### Task directions
Whenever the word "coral" appears in a line of the data below, copy that line.
============================================================
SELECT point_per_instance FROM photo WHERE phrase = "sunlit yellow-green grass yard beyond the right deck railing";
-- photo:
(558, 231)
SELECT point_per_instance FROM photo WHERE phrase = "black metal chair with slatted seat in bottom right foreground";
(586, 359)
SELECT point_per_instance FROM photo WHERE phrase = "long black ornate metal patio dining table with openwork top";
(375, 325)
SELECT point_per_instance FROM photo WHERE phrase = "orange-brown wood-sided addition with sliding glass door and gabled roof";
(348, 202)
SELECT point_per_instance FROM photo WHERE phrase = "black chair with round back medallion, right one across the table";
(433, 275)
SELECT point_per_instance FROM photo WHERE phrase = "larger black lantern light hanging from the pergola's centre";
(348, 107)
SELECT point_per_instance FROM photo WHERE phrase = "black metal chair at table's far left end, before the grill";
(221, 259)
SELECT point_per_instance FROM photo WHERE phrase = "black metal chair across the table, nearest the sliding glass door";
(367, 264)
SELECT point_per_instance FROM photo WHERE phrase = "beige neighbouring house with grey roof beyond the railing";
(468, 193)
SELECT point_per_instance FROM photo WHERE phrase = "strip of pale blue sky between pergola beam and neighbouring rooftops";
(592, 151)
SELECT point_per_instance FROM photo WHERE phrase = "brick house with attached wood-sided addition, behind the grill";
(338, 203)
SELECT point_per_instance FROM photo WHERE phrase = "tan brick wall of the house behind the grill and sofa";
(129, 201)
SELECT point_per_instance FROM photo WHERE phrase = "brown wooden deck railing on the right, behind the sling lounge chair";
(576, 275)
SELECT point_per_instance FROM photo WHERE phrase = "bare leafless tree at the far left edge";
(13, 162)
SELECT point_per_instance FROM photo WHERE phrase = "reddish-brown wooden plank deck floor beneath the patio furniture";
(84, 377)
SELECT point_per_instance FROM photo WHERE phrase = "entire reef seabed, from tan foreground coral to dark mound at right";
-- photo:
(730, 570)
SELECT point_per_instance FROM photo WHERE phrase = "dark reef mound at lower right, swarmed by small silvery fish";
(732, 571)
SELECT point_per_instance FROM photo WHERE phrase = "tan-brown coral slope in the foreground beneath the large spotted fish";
============================================================
### Exercise solution
SELECT point_per_instance FROM photo WHERE phrase = "entire reef seabed, from tan foreground coral to dark mound at right";
SELECT point_per_instance FROM photo WHERE phrase = "tan-brown coral slope in the foreground beneath the large spotted fish";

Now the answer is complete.